### Work instructions:
List each line in the rows below that contains the string "antenna". Case counts.
──────── Supplied material ────────
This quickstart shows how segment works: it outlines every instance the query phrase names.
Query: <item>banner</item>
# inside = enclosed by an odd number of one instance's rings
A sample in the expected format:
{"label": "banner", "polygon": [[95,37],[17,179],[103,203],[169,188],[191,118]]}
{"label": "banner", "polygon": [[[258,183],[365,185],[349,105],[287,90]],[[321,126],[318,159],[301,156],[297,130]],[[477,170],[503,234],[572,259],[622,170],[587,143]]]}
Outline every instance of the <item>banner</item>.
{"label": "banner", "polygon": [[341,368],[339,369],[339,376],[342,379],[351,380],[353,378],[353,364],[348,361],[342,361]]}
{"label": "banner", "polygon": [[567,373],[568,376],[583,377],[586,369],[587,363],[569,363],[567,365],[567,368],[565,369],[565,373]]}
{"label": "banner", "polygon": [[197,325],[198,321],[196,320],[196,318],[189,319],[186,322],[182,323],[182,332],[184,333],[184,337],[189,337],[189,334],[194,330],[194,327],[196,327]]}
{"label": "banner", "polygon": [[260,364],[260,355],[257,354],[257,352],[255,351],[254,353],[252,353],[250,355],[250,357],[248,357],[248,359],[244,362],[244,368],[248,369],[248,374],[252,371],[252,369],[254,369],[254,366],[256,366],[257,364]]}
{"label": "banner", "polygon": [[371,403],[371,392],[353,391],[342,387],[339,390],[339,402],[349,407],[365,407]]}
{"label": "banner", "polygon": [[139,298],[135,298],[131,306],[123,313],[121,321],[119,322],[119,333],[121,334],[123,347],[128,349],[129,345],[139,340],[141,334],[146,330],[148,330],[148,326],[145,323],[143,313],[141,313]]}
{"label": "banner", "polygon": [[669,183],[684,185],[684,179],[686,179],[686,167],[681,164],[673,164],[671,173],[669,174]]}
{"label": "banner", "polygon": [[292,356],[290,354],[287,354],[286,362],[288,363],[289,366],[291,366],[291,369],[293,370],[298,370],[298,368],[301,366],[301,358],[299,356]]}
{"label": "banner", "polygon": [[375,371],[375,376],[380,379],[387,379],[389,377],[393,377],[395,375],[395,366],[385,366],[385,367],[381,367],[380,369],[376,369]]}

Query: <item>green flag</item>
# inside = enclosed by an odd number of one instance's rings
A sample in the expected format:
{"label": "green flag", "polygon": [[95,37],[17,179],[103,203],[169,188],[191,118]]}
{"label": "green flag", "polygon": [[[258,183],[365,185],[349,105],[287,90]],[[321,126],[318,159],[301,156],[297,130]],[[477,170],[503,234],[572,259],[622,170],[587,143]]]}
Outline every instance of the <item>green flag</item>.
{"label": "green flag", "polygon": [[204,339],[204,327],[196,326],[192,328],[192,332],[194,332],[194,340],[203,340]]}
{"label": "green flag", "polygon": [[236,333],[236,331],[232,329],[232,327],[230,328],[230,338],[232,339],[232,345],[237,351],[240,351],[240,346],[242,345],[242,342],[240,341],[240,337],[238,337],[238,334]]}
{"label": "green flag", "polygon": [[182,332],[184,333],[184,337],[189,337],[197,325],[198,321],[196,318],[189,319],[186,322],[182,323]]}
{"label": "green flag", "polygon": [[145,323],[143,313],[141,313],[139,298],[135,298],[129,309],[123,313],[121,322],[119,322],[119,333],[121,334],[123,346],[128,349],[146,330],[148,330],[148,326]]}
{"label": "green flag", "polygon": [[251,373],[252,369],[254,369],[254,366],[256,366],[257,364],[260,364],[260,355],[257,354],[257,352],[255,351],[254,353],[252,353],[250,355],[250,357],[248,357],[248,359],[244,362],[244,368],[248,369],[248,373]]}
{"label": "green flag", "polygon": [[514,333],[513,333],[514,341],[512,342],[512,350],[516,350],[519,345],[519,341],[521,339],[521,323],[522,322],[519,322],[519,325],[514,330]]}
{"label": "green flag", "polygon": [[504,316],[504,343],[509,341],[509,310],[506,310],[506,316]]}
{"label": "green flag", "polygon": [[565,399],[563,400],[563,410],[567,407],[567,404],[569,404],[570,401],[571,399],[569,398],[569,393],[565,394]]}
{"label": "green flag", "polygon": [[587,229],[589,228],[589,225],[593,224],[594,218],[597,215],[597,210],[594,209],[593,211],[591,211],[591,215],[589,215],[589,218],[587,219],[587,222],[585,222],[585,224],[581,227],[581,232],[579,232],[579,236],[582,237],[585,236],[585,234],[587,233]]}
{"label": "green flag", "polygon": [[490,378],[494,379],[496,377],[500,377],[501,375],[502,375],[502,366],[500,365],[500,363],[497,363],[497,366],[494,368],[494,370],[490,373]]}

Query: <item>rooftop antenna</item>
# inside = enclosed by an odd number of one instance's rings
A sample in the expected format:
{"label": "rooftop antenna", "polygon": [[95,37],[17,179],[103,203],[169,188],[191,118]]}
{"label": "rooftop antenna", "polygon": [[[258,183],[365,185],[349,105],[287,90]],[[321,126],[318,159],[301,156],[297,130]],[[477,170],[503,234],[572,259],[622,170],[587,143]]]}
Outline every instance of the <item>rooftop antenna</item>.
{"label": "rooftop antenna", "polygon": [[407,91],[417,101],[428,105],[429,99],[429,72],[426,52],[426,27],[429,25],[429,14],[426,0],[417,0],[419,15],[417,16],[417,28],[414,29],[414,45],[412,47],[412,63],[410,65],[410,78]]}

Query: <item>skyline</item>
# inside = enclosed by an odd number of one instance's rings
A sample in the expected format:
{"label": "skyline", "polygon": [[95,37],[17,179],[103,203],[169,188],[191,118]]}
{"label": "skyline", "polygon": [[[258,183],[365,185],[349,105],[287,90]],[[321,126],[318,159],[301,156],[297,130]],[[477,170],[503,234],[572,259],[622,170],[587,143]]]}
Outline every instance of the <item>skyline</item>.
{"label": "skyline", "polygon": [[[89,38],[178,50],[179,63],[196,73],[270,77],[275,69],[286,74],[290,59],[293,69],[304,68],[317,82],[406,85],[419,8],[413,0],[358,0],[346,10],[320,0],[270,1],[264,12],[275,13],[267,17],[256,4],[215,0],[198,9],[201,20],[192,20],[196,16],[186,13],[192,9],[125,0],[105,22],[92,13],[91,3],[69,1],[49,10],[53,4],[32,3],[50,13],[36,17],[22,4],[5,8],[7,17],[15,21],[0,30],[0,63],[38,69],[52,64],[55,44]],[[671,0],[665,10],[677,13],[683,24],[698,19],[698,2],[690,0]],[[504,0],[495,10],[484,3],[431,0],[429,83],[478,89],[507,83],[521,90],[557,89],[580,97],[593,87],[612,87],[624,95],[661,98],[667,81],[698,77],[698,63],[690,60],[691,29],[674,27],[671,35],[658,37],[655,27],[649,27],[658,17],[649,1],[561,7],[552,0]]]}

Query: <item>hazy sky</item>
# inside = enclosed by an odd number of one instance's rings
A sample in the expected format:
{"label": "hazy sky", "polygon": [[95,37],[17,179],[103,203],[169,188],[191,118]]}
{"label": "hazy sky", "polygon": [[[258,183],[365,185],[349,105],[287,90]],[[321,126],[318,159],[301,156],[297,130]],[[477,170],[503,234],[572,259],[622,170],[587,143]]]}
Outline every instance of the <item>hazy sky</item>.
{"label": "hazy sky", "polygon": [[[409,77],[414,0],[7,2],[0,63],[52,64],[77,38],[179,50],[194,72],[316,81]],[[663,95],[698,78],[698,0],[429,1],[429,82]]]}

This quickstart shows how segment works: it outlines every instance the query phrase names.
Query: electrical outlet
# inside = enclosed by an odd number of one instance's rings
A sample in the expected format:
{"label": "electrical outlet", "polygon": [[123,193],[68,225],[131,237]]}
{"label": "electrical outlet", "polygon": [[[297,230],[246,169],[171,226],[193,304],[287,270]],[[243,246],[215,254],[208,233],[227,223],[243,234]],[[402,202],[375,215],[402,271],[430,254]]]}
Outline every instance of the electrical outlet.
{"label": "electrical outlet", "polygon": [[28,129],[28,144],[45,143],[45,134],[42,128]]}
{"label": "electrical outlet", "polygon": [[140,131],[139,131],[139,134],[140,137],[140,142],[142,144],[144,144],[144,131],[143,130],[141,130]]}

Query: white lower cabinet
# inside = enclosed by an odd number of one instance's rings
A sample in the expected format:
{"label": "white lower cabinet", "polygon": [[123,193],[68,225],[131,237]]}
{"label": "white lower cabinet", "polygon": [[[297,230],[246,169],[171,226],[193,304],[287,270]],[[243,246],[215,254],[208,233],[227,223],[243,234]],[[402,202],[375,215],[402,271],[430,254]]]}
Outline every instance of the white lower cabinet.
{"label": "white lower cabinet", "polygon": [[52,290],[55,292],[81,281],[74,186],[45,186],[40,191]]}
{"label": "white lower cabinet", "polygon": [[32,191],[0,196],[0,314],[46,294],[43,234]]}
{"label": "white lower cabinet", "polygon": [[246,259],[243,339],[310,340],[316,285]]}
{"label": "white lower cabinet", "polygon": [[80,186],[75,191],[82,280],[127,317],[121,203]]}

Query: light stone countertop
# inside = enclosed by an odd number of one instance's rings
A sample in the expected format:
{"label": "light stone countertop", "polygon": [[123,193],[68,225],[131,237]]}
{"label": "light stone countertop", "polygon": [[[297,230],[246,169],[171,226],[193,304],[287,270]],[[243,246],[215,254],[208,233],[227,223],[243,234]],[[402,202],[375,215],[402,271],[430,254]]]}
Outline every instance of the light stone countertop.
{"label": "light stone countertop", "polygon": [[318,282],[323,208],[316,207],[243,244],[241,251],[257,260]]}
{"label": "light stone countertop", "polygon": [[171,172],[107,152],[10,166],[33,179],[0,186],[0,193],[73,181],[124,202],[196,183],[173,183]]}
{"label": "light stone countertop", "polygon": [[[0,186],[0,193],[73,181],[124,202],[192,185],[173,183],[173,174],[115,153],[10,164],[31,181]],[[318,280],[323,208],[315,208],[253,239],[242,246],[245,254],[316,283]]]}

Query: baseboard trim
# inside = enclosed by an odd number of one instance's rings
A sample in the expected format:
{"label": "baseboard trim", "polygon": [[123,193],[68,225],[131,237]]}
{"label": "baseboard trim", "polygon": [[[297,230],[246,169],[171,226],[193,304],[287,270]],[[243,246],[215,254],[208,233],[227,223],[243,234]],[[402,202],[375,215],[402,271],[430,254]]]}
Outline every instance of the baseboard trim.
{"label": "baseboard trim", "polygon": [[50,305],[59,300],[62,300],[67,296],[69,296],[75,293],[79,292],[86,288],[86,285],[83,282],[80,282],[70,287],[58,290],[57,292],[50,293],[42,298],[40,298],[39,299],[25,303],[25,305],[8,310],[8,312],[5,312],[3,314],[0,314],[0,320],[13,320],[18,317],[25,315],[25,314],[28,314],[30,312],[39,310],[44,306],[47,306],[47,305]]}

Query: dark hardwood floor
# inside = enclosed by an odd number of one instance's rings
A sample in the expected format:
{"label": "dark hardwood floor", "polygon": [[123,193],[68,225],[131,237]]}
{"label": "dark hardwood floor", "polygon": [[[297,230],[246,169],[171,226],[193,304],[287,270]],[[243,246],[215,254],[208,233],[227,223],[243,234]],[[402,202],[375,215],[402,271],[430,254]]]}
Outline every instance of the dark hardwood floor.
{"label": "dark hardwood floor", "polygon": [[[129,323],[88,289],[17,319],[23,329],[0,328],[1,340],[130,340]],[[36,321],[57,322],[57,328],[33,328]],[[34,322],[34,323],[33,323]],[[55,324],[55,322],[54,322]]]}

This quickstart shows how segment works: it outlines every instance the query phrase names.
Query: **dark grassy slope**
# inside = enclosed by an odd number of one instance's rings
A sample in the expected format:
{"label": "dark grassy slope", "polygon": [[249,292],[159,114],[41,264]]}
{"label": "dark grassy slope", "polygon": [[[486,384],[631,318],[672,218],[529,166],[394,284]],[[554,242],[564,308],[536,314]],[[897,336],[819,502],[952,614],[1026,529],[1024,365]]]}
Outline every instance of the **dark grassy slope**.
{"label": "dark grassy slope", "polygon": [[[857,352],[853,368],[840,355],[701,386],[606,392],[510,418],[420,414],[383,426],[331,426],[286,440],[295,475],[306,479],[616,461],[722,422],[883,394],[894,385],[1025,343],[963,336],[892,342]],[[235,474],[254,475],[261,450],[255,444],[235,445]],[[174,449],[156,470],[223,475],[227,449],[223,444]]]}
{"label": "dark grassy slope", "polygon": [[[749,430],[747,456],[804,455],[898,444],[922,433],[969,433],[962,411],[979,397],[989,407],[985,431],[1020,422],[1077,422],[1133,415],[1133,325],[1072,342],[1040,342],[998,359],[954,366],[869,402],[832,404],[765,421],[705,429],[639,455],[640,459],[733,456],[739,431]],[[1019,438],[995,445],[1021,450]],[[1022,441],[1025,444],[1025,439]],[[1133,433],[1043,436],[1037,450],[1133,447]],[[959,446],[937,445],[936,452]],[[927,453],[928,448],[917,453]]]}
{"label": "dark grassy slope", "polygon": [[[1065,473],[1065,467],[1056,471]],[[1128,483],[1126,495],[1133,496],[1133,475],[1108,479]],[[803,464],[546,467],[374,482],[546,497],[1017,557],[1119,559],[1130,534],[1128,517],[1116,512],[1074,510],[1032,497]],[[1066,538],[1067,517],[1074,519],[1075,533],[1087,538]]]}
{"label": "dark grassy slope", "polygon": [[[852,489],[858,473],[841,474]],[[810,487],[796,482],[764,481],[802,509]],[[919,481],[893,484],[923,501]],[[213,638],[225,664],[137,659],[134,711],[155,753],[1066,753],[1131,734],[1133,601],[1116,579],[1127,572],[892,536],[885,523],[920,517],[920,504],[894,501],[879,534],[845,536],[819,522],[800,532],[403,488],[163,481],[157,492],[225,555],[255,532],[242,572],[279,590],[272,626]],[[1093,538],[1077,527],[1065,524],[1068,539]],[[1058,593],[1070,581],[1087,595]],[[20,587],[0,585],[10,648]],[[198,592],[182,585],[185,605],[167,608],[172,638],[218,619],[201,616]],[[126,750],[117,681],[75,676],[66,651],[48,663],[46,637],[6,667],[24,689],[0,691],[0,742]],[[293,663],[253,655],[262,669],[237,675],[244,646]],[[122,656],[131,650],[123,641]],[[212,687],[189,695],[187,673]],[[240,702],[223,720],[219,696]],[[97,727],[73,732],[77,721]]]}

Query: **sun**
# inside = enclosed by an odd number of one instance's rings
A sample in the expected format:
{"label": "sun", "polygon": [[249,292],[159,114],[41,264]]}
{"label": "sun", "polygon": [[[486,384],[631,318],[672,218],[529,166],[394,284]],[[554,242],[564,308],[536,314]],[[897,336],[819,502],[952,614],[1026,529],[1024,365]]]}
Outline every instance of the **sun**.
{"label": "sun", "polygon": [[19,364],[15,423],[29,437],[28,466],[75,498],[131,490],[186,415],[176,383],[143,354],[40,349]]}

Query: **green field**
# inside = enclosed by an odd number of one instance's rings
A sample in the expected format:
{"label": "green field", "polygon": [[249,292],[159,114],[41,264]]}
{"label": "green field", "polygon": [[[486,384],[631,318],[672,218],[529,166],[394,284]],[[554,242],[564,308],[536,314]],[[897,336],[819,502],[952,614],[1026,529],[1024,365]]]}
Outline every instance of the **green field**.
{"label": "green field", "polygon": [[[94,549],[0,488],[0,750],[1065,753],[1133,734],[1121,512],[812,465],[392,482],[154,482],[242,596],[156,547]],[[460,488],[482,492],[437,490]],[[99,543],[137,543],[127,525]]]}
────────
### Written response:
Query: <item>rooftop antenna</item>
{"label": "rooftop antenna", "polygon": [[95,37],[17,179],[103,203],[169,188],[191,118]]}
{"label": "rooftop antenna", "polygon": [[[258,183],[365,185],[349,105],[287,90]],[[321,126],[318,159],[301,156],[297,130]],[[477,170],[503,234],[572,259],[622,170],[587,143]]]}
Outline every instance of the <item>rooftop antenna</item>.
{"label": "rooftop antenna", "polygon": [[407,91],[417,101],[428,105],[429,99],[429,72],[426,52],[426,27],[429,25],[429,14],[426,0],[417,0],[419,15],[417,16],[417,28],[414,29],[414,45],[412,47],[412,63],[410,65],[410,78]]}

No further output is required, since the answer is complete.